═══ TEXT SECTION

But now you don't have to do that anymore.
You can just create this kind of easy to set up and verifiable way of doing things now.
Yeah, that's really cool.
I mean, I guess it's taking, I think last year, Flashbots, I think using D-Stack, but maybe not.
And Andrew Miller, they basically allowed you to take control over a Twitter account for one tweet or for one hour or something.
If I remember correctly, I think the Azuki NFTs did a demonstration on this.
the demonstration on this.
What you're saying is you can take this a step forward
and actually allow using Raffle or D-Stack
the ability to take over assets
or not even just assets,
but you can take over specific subcategories of an asset.
So I don't have the ability to send tokens,
but I have the ability to use a board ape
or something like I can win a raffle
or win a Minecraft tournament and then have access to a board ape or something like, like I can win a raffle or win a Minecraft tournament and then
have access to a board ape for, you know, a week so I can get into their private server or something
like that. Yeah, exactly. So liquefaction lets you like create these really fine-grained policies
that even the assets themselves don't let you get so deep on. Like, for example, currently, if you wanted to do some sort of delegation for your NFT,
the NFT has to support it somehow.

══════
═══ RECORDS SUPPLIED

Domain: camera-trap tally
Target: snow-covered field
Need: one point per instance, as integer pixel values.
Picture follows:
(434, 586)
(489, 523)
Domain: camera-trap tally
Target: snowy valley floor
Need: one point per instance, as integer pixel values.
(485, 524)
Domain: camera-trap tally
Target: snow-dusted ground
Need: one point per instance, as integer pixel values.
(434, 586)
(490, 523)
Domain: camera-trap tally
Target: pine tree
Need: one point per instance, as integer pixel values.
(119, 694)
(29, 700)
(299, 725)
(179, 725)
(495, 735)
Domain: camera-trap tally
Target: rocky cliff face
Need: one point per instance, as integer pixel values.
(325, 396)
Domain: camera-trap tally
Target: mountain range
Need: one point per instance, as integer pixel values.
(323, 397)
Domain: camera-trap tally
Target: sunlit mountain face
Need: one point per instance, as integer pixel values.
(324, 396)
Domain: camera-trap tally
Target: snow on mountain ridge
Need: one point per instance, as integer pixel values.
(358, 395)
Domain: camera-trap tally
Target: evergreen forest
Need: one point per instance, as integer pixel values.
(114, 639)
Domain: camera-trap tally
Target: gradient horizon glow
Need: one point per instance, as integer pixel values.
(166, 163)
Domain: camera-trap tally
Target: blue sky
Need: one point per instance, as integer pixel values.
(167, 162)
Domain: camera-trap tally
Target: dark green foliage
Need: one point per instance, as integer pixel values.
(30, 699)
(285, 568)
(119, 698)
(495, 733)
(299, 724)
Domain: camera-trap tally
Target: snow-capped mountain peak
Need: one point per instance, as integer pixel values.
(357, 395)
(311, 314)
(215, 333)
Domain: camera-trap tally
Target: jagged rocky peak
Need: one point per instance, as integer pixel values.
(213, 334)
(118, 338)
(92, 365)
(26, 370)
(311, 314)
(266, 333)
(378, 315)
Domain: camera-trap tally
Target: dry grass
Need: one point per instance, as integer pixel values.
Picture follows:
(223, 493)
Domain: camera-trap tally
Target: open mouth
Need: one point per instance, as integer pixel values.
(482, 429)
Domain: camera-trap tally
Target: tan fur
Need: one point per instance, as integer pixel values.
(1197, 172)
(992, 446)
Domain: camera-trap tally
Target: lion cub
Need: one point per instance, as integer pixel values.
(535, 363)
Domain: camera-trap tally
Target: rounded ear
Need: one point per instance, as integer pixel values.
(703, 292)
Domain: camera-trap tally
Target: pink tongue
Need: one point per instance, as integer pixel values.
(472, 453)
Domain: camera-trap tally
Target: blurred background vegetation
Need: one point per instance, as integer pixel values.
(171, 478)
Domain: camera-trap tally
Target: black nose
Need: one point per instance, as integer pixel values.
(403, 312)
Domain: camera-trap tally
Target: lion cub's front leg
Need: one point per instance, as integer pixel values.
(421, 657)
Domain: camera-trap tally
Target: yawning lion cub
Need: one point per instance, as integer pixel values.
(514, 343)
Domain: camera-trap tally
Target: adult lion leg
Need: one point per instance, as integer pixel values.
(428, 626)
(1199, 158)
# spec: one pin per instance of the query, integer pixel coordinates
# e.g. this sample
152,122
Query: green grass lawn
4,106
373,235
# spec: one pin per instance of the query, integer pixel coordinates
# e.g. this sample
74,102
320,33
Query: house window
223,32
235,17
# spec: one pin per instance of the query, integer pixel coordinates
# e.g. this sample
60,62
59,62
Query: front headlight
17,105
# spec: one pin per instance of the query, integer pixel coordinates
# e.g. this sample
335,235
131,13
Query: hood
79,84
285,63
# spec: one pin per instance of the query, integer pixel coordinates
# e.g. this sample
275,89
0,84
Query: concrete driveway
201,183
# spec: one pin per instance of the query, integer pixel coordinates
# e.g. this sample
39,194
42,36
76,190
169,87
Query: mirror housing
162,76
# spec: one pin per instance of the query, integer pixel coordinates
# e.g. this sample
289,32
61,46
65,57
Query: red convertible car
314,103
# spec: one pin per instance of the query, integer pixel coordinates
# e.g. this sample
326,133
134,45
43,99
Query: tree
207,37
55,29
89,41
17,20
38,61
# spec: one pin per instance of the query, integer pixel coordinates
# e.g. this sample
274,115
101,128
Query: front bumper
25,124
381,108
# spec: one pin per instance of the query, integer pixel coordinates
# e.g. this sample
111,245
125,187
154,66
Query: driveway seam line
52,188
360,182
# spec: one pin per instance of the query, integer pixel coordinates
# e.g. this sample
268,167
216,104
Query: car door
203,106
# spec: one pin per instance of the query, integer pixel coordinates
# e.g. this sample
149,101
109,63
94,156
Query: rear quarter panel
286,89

══════

> **REQUEST 1**: From the discussion about liquefaction, reproduce word for word the passage that opens with "But now you" and closes with "that's really cool.".
> **REQUEST 2**: According to the discussion about liquefaction, what kind of policies does liquefaction let you create?
> **REQUEST 3**: List every proper name of a person, organization, product, platform, or game that appears in the discussion about liquefaction, giving each name once.

> **CORRECT ANSWER 1**:
But now you don't have to do that anymore.
You can just create this kind of easy to set up and verifiable way of doing things now.
Yeah, that's really cool.

> **CORRECT ANSWER 2**: Liquefaction lets you create really fine-grained policies that even the assets themselves don't let you get so deep on.

> **CORRECT ANSWER 3**:
Flashbots
D-Stack
Andrew Miller
Twitter
Azuki
Raffle
Minecraft